▸ WRITTEN PROBLEM A:
From the Andrea Stinson passage below, extract the words from "Andrea Stinson (born" to "blocked shots (84)." verbatim.
▸ WRITTEN PROBLEM B:
Continue the Andrea Stinson passage below, starting after its final sentence.

▸ SUPPLIED TEXT:
☆ ☆ ☆ ☆

Andrea Stinson (born November 25, 1967) is a retired professional basketball player from the United States, playing from 1998 to 2005 for the Charlotte Sting and the Detroit Shock.

Early life 
Andrea went to North Mecklenburg High School in Huntersville, North Carolina. Andrea was selected as the female player of the year for the North Carolina High School Athletic Association in 1986–87. The Charlotte Observer named her North Carolina Miss Basketball in 1987. She played college basketball for North Carolina State University. She finished her NC State career third in scoring (2,136), third in field goals (917), third in steals (286), sixth in assists (402) and sixth in blocked shots (84).

☆ ☆ ☆ ☆

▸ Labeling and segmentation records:
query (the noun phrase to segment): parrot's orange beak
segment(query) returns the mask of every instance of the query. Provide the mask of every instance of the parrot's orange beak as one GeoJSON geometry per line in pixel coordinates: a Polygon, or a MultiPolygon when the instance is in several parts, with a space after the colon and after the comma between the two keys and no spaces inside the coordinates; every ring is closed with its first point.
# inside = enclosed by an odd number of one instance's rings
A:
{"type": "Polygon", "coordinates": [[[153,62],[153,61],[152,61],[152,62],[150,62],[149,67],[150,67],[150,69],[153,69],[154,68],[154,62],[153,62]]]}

☆ ☆ ☆ ☆

▸ OUTPUT A:
Andrea Stinson (born November 25, 1967) is a retired professional basketball player from the United States, playing from 1998 to 2005 for the Charlotte Sting and the Detroit Shock.

Early life 
Andrea went to North Mecklenburg High School in Huntersville, North Carolina. Andrea was selected as the female player of the year for the North Carolina High School Athletic Association in 1986–87. The Charlotte Observer named her North Carolina Miss Basketball in 1987. She played college basketball for North Carolina State University. She finished her NC State career third in scoring (2,136), third in field goals (917), third in steals (286), sixth in assists (402) and sixth in blocked shots (84).

▸ OUTPUT B:
NC State statistics
Source

USA Basketball
Stinson played with the USA team at the 1991 Pan American Games. The team finished with a record of 4–2, but managed to win the bronze medal. The USA team lost a three-point game to Brazil, then responded with wins over Argentina and Cuba, earning a spot in the medal round. The next game was a rematch against Cuba, and this time the team from Cuba won a five-point game. The USA beat Canada easily to win the bronze. Stinson averaged 3.0 points per game.

Stinson was named to the USA team competing in the 1992 William Jones Cup competition in Taipei, Taiwan. The team won all eight games and won the gold medal. Stinson averaged 11.1 points per game, second highest on the team.

Career highlight

 Three-time Italian League All-Star for Parma (1994–95), Cesena (1995–96) and Thiene (1996–97)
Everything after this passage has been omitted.